▶ _ACTION ITEM_
What you hand back must match the records word for word, with no pictures.

-*-

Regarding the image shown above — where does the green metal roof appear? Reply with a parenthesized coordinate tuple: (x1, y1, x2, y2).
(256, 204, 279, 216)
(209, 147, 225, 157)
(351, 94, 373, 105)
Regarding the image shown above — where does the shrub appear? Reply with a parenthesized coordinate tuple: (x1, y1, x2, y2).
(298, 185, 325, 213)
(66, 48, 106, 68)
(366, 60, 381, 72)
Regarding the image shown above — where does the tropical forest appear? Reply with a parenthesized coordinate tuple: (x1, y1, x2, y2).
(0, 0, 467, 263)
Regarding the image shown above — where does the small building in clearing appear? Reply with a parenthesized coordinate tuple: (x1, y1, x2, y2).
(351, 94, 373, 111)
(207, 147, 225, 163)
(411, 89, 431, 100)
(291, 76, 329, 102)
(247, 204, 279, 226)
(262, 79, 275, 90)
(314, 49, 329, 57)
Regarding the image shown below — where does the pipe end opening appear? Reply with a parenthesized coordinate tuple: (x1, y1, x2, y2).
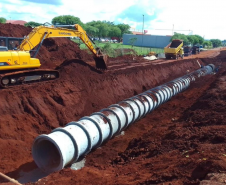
(32, 136, 63, 173)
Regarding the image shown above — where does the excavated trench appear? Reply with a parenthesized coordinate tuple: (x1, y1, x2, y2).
(0, 52, 223, 185)
(0, 23, 226, 184)
(29, 51, 225, 185)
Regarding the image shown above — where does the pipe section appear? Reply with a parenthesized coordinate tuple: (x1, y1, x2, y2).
(32, 64, 215, 173)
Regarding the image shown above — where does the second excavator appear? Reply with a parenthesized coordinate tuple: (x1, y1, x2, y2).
(0, 24, 108, 88)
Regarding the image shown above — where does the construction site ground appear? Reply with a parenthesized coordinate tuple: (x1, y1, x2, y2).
(0, 23, 226, 185)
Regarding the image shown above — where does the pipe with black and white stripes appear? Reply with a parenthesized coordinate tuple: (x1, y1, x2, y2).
(32, 64, 216, 173)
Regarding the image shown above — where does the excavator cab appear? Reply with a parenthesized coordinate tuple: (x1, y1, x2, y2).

-*-

▶ _RESULT OF THIS TASK_
Regarding the image shown above — where does the green metal roof appear? Reply with a parenthesized coordinate tuple: (x1, y1, x2, y2).
(256, 204, 279, 216)
(209, 147, 225, 157)
(351, 94, 373, 105)
Regarding the image shown above — where does the shrub appear? Reply with a parenthesized coordinate tuple: (x1, y1, x2, y2).
(298, 185, 325, 213)
(66, 48, 106, 68)
(366, 60, 381, 72)
Regarding the image shown above — where does the tropical forest appear? Reply with a parenthesized coordinate tuple: (x1, y1, x2, y2).
(0, 0, 467, 263)
Regarding the image shown above — where does the small building in clearing appear? Reply with a parenthesized coordinate tuple: (x1, y1, x2, y2).
(351, 94, 373, 111)
(207, 147, 225, 163)
(411, 89, 431, 100)
(291, 76, 329, 102)
(247, 204, 279, 226)
(262, 79, 275, 90)
(314, 49, 329, 57)
Regarding the image shown below — where does the pipe end opening appear? Reply with a parenthesized coordinate tuple: (x1, y1, x2, y2).
(32, 136, 63, 173)
Regarding the image shown above — where does the excavated trench appear? Reply with a parenthesized coordinate tuple: (x1, y1, x2, y2).
(0, 52, 223, 185)
(0, 23, 226, 184)
(29, 51, 225, 185)
Regarding the image shown above — where does the pipe section appear? Reply with a parenthesized coordinate tuple: (x1, y1, x2, y2).
(32, 64, 215, 173)
Regarding the image shown above — where does the second excavator appear? Reply with a parenthesized coordinate tuple: (x1, y1, x2, y2).
(0, 24, 108, 88)
Regarding the image shown above — where does the construction site ground appear? Reply with a parenthesized coordinate tuple: (x1, y1, x2, y2).
(0, 23, 226, 185)
Regarding the image shown above — where does the pipe with black and white stripes appear? Reply with a parenthesized coordinate tuple: (x1, y1, x2, y2).
(32, 64, 216, 173)
Regarding the image shown above — where does the excavator cab appear? Reply with a parenthesized coordinate tuple: (x1, y1, x2, y2).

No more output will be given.